**EXCERPTED PASSAGE**
== == ==

Reconsidering Web Search With Contextual Boundaries, Authority, Interest, and Overlapping (Part III: Popularity/Interest)

Reconsidering Web Search With Contextual Boundaries, Authority, Interest, and Overlapping (Part III: Popularity/Interest)

In Part I of this series, I talked about using metadata to define contextual boundaries in Web search. That approach took data germane to the subject (like birth date and location) and used it to define Web spaces for searching.

In Part II, I looked at using authoritative structures/references to build Web spaces and do Web search. That approach uses authoritative spaces (like restricted top-level domains) and authoritative expertise (like the US Department of Education) to create Web spaces that are useful and as low on misinformation/disinformation as possible.

In Part III, we’re going to look at a less formal method for focusing and enhancing your searches: popularity and interest. And please, before you run away screaming at the word popularity, give me a few paragraphs. Popularity can be useful in Web search!

== == ==

**GIVEN ENTRIES**
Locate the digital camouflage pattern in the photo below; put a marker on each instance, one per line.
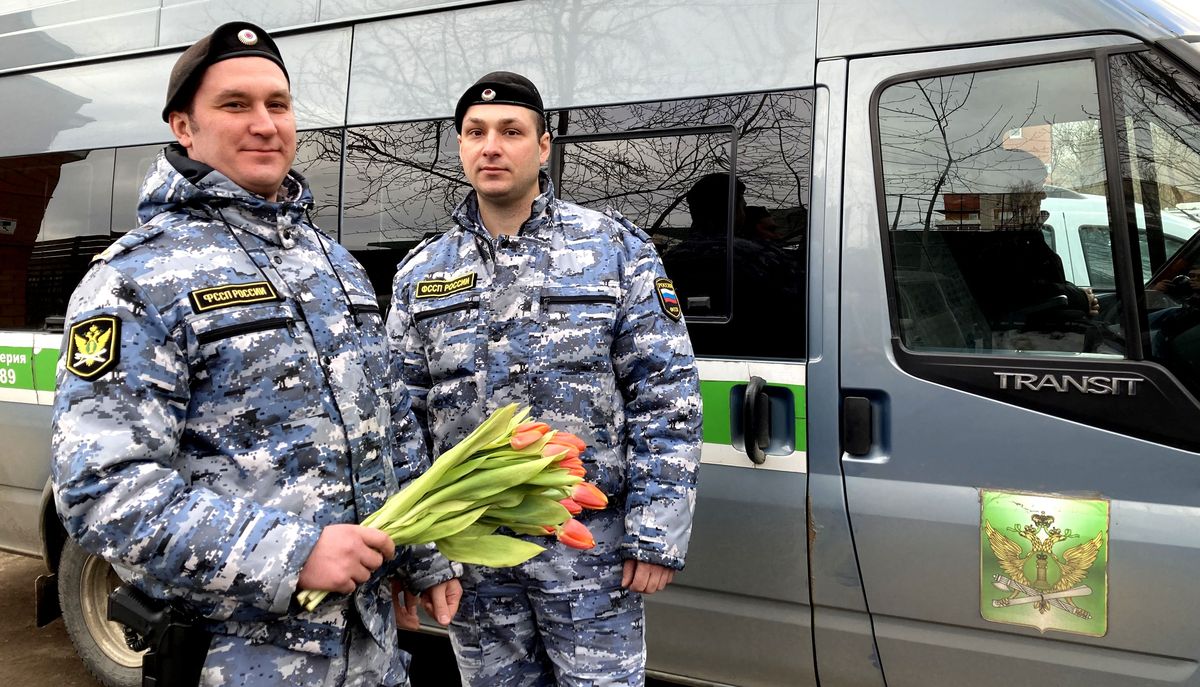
(565, 317)
(246, 406)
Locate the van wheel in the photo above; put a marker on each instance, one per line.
(84, 583)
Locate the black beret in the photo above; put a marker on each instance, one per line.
(498, 88)
(232, 40)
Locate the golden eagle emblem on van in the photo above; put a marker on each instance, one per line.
(93, 346)
(1044, 562)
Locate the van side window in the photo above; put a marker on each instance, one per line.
(401, 184)
(55, 214)
(983, 226)
(129, 171)
(1158, 120)
(319, 160)
(721, 186)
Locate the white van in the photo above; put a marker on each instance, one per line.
(924, 463)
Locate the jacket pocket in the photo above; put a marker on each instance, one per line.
(575, 330)
(252, 368)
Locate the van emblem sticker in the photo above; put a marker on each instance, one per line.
(1044, 561)
(444, 287)
(94, 346)
(216, 297)
(669, 298)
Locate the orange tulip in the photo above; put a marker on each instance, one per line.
(555, 448)
(570, 440)
(522, 440)
(576, 535)
(588, 496)
(532, 426)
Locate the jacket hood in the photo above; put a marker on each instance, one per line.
(175, 181)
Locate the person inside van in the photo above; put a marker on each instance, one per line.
(569, 311)
(1017, 279)
(760, 285)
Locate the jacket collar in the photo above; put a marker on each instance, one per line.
(179, 184)
(540, 220)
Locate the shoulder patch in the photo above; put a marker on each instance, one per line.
(667, 298)
(94, 346)
(216, 297)
(443, 287)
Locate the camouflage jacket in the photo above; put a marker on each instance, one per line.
(574, 316)
(222, 395)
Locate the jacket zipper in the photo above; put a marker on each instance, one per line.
(243, 328)
(436, 311)
(576, 299)
(364, 310)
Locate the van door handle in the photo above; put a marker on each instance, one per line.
(756, 420)
(856, 425)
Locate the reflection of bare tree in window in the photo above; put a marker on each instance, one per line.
(647, 177)
(1161, 114)
(403, 180)
(936, 138)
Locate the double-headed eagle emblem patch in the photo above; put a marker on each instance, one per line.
(94, 346)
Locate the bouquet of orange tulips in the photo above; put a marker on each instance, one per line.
(509, 472)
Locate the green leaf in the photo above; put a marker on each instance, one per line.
(483, 484)
(478, 530)
(493, 550)
(533, 511)
(451, 526)
(403, 501)
(555, 477)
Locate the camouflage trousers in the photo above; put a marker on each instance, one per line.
(562, 619)
(237, 662)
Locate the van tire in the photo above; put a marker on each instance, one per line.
(84, 583)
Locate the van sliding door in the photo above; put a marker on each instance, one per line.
(721, 185)
(1020, 363)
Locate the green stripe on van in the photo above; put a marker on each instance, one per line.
(46, 363)
(718, 398)
(16, 368)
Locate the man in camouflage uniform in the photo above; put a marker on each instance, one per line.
(534, 300)
(223, 412)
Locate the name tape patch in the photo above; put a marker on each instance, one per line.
(669, 298)
(443, 287)
(216, 297)
(94, 346)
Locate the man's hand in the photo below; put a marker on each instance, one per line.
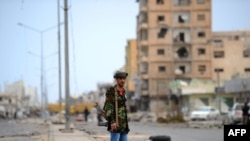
(114, 127)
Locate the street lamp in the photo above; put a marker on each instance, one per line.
(42, 57)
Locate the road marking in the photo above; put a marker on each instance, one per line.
(129, 136)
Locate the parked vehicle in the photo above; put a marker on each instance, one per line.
(205, 113)
(235, 114)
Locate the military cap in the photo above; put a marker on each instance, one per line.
(120, 74)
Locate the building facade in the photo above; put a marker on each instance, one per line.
(173, 41)
(231, 54)
(131, 81)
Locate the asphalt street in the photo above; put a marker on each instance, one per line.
(23, 130)
(141, 131)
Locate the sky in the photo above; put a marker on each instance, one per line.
(98, 34)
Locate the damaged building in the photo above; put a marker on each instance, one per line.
(173, 42)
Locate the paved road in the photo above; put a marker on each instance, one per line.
(23, 130)
(141, 131)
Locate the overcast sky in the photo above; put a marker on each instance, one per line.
(98, 34)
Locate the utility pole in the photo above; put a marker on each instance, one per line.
(218, 87)
(67, 90)
(59, 63)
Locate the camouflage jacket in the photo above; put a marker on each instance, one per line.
(109, 107)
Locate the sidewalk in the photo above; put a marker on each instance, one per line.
(59, 133)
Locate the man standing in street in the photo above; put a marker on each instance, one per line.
(116, 101)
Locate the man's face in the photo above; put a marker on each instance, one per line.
(120, 81)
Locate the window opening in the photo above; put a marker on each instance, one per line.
(180, 19)
(201, 17)
(247, 69)
(160, 2)
(218, 70)
(160, 52)
(200, 1)
(162, 69)
(182, 52)
(162, 33)
(202, 69)
(219, 54)
(201, 51)
(182, 37)
(161, 18)
(183, 69)
(246, 53)
(201, 34)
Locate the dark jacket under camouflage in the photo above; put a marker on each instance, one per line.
(109, 107)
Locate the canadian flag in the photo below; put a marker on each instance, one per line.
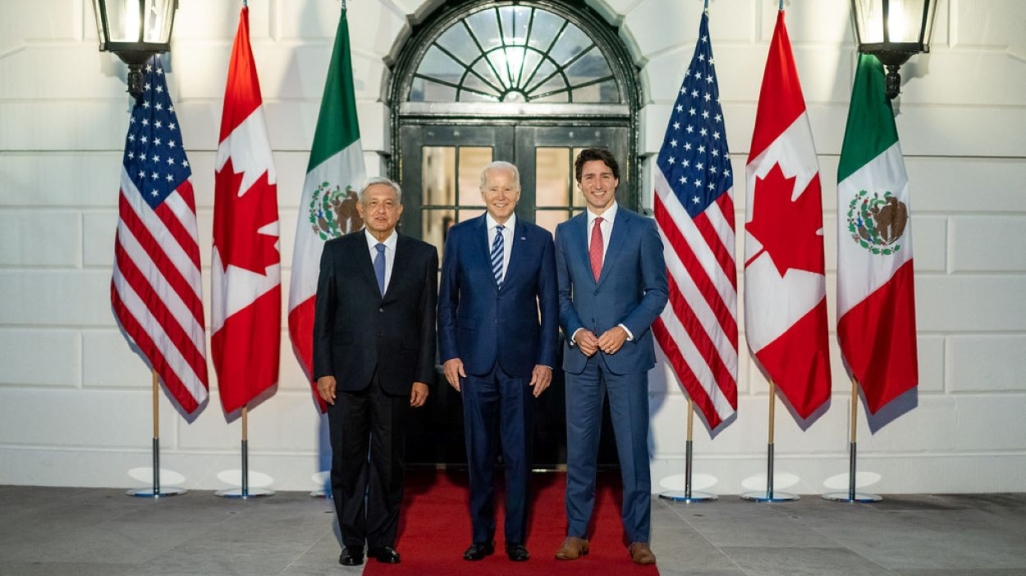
(785, 282)
(246, 263)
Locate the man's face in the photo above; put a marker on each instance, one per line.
(380, 209)
(501, 194)
(598, 185)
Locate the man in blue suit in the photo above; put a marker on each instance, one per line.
(498, 328)
(612, 286)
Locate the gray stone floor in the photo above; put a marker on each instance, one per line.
(86, 532)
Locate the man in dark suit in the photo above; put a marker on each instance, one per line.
(373, 359)
(613, 285)
(498, 328)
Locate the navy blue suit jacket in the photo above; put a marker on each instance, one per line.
(480, 322)
(358, 332)
(631, 291)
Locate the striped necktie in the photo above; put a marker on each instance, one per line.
(498, 250)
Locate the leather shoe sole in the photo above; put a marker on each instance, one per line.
(386, 554)
(641, 553)
(517, 552)
(351, 557)
(478, 551)
(573, 548)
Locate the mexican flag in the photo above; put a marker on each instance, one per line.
(875, 286)
(328, 206)
(785, 280)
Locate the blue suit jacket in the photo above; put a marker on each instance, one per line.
(631, 291)
(480, 322)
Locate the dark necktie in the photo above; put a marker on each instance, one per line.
(595, 248)
(498, 247)
(380, 267)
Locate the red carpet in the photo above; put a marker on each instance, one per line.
(435, 531)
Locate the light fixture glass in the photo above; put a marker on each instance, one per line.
(894, 31)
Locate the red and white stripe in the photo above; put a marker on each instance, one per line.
(698, 330)
(156, 289)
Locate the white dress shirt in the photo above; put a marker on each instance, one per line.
(607, 218)
(389, 252)
(507, 237)
(606, 226)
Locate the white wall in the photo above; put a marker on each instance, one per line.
(75, 402)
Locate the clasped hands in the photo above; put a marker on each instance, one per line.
(609, 343)
(541, 377)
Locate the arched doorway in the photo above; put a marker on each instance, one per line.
(530, 82)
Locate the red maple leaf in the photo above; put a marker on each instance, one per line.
(237, 218)
(788, 230)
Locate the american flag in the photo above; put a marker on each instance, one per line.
(694, 204)
(155, 291)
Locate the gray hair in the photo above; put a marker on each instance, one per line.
(504, 165)
(381, 180)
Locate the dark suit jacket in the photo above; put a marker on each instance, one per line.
(357, 331)
(480, 322)
(631, 291)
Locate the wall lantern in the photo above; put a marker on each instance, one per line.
(134, 30)
(894, 31)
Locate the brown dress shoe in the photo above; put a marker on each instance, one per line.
(573, 548)
(641, 553)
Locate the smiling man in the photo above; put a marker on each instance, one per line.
(613, 285)
(373, 359)
(498, 328)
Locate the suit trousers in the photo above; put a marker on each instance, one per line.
(368, 446)
(628, 394)
(498, 410)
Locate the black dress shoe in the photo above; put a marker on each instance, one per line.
(478, 551)
(517, 552)
(385, 554)
(351, 555)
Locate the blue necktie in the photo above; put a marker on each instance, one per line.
(497, 255)
(380, 267)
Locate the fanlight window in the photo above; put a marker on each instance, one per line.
(514, 54)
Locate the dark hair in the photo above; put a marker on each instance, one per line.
(601, 154)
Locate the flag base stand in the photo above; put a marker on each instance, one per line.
(155, 491)
(853, 452)
(687, 496)
(159, 493)
(858, 497)
(244, 494)
(682, 496)
(770, 496)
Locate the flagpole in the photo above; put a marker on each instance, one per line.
(244, 492)
(770, 495)
(688, 496)
(852, 495)
(155, 491)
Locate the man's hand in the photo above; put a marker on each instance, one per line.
(419, 394)
(541, 377)
(325, 388)
(454, 372)
(612, 340)
(587, 342)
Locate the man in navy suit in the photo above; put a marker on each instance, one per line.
(612, 286)
(373, 359)
(498, 328)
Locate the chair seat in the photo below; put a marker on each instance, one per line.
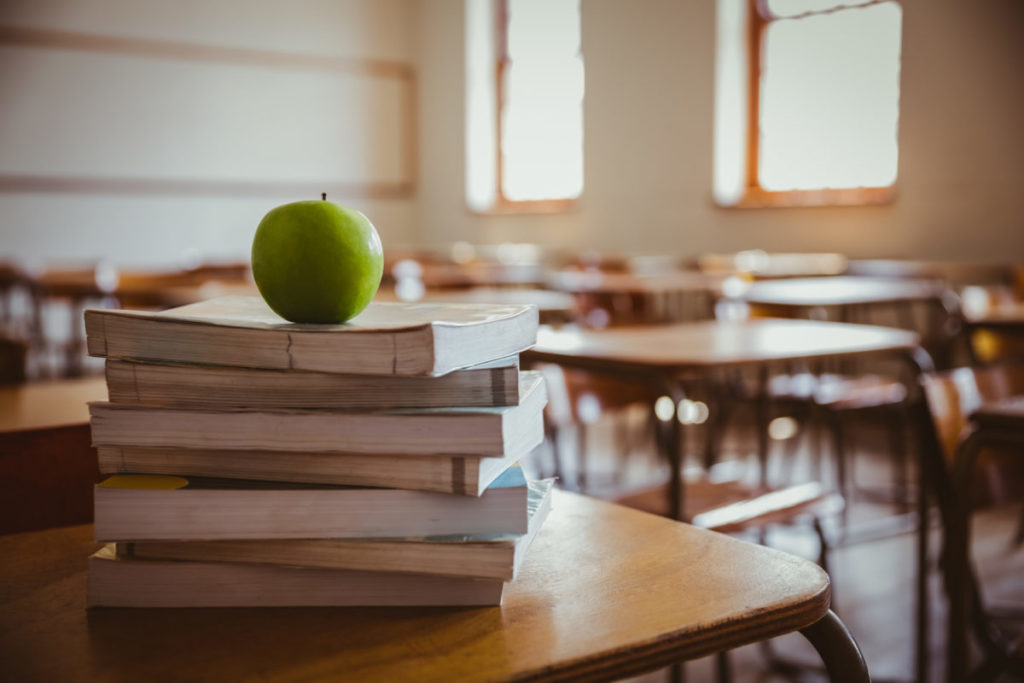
(730, 506)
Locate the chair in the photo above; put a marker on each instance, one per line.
(718, 499)
(963, 484)
(12, 360)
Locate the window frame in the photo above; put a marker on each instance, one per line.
(502, 204)
(754, 194)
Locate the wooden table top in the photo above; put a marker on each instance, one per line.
(545, 300)
(1005, 413)
(593, 282)
(47, 404)
(604, 592)
(998, 315)
(840, 291)
(715, 343)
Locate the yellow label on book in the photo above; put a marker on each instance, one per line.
(144, 481)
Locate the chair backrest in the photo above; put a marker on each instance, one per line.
(951, 397)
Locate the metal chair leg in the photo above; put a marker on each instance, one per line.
(839, 650)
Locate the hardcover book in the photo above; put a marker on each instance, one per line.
(449, 431)
(168, 508)
(480, 556)
(121, 582)
(384, 339)
(495, 383)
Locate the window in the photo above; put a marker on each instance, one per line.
(523, 104)
(807, 101)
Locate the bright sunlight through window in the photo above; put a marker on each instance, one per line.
(525, 125)
(827, 96)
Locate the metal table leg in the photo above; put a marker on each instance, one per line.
(839, 650)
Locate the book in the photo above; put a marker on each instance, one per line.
(450, 431)
(121, 582)
(385, 339)
(495, 383)
(481, 556)
(170, 508)
(465, 475)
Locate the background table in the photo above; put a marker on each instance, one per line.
(997, 424)
(666, 355)
(47, 463)
(604, 593)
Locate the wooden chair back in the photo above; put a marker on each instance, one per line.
(951, 397)
(13, 355)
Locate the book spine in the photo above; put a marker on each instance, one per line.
(435, 473)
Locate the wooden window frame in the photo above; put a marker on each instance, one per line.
(755, 196)
(502, 204)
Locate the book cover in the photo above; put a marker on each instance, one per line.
(465, 475)
(482, 555)
(121, 582)
(384, 339)
(450, 431)
(495, 383)
(171, 508)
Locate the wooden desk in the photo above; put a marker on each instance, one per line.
(840, 292)
(998, 424)
(623, 298)
(604, 593)
(47, 463)
(995, 332)
(554, 307)
(666, 355)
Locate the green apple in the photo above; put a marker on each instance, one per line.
(316, 262)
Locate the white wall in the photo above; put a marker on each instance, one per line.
(648, 118)
(648, 132)
(211, 138)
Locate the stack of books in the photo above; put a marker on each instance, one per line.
(259, 463)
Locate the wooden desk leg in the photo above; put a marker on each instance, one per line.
(839, 650)
(675, 445)
(928, 450)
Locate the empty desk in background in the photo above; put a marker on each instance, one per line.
(605, 593)
(47, 463)
(668, 356)
(620, 298)
(999, 425)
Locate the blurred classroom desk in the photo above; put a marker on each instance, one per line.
(666, 356)
(842, 293)
(604, 593)
(995, 332)
(604, 299)
(554, 307)
(47, 463)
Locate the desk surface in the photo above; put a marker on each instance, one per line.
(47, 404)
(1004, 413)
(580, 282)
(713, 343)
(998, 315)
(604, 589)
(840, 291)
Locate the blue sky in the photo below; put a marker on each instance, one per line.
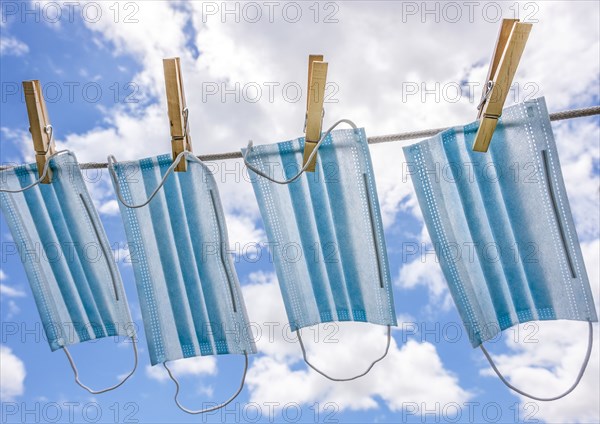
(105, 94)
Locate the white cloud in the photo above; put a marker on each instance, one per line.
(13, 310)
(11, 46)
(341, 349)
(550, 365)
(577, 143)
(200, 365)
(424, 270)
(12, 374)
(8, 291)
(243, 232)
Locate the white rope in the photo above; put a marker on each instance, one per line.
(556, 116)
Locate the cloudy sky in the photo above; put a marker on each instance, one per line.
(393, 67)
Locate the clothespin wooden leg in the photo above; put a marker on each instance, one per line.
(317, 78)
(39, 126)
(507, 54)
(177, 110)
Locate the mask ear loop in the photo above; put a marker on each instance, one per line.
(111, 164)
(108, 389)
(39, 180)
(308, 161)
(116, 293)
(387, 348)
(577, 380)
(213, 408)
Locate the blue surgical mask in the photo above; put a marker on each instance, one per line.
(187, 285)
(509, 206)
(325, 231)
(74, 279)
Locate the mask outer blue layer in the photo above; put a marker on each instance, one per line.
(501, 224)
(187, 285)
(325, 231)
(64, 248)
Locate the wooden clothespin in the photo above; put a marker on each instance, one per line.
(39, 126)
(178, 112)
(507, 54)
(317, 78)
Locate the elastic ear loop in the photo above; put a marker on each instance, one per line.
(112, 273)
(308, 161)
(97, 392)
(579, 376)
(71, 362)
(111, 163)
(39, 180)
(213, 408)
(387, 348)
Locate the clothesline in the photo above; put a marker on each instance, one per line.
(411, 135)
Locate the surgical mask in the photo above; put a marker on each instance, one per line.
(69, 264)
(502, 226)
(325, 231)
(187, 285)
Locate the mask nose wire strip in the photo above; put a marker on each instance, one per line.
(102, 246)
(97, 392)
(213, 408)
(579, 376)
(308, 161)
(39, 180)
(387, 348)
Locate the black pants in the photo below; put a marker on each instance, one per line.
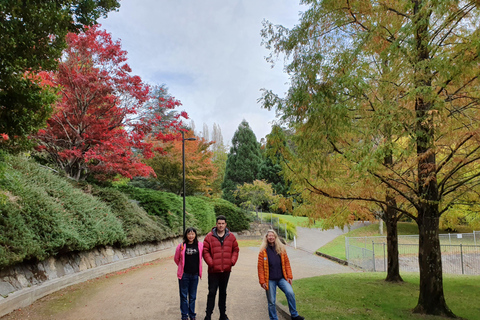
(217, 281)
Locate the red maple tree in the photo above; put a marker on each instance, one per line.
(98, 127)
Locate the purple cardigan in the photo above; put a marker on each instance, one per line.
(180, 259)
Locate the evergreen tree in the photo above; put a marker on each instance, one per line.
(243, 161)
(271, 167)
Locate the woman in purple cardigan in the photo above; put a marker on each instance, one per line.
(188, 257)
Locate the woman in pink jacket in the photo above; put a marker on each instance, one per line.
(188, 257)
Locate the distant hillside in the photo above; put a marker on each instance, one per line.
(43, 214)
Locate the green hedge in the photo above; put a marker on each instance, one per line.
(44, 215)
(138, 225)
(202, 209)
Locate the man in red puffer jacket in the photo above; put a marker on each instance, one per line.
(220, 252)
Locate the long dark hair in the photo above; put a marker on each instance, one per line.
(187, 231)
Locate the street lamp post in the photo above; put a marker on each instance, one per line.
(183, 167)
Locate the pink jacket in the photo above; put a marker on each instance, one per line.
(180, 259)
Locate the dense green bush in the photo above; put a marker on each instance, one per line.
(137, 224)
(167, 206)
(202, 209)
(44, 214)
(237, 220)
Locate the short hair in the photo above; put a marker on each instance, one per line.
(221, 217)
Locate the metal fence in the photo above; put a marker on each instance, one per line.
(274, 222)
(460, 253)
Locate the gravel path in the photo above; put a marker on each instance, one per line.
(151, 291)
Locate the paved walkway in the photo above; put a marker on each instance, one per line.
(151, 291)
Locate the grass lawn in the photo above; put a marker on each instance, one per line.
(336, 247)
(298, 221)
(355, 296)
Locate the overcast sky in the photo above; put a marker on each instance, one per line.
(208, 53)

== == ==

**WHAT YOU WILL DO**
Retype the stretch of the web search article above from "In Part III, we’re" through "in Web search!", with every word and punctuation mark unchanged.

**RIGHT ANSWER**
In Part III, we’re going to look at a less formal method for focusing and enhancing your searches: popularity and interest. And please, before you run away screaming at the word popularity, give me a few paragraphs. Popularity can be useful in Web search!